- [THE PROBLEM]: Within the records below, reproduce without change the lines from the line that has "Prompted segmentation: each" through the line that has "box: [545, 124, 600, 178]", and only those.

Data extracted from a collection
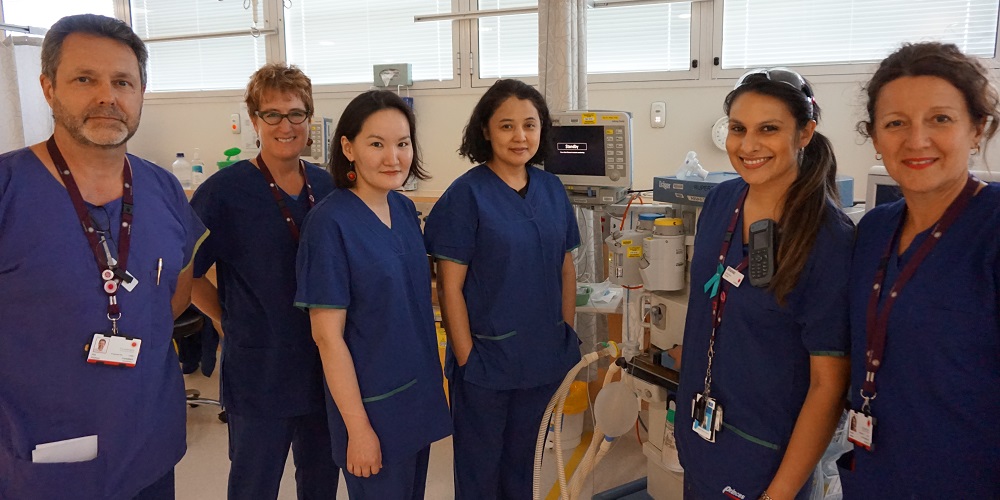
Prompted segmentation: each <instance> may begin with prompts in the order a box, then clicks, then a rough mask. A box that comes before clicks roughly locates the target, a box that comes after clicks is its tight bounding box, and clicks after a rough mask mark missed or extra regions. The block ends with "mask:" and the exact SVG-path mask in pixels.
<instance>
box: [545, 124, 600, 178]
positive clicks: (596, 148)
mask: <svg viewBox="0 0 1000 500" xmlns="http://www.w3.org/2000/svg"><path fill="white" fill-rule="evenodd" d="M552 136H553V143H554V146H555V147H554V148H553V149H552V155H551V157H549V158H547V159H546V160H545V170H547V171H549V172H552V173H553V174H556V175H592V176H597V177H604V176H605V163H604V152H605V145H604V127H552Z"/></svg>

...

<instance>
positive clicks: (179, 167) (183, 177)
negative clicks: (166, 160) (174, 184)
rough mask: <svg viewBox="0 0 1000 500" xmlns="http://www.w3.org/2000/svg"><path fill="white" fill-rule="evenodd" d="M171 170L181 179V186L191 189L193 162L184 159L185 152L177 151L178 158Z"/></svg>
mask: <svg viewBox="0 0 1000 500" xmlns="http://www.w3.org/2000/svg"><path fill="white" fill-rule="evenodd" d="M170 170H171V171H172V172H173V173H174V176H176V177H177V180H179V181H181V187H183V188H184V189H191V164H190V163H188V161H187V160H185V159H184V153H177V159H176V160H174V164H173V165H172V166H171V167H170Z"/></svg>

- [RESPONSE]:
Prompted segmentation: each <instance> may begin with prompts in the order a box, then clicks, then a rough mask. A box that comes before clicks roughly locates the target, a box that comes after clicks is its tight bounding box, and clicks after a rough mask mark missed or extra regions. The block ends with "mask:" and the exact SVG-path mask in pixels.
<instance>
box: [545, 124, 600, 178]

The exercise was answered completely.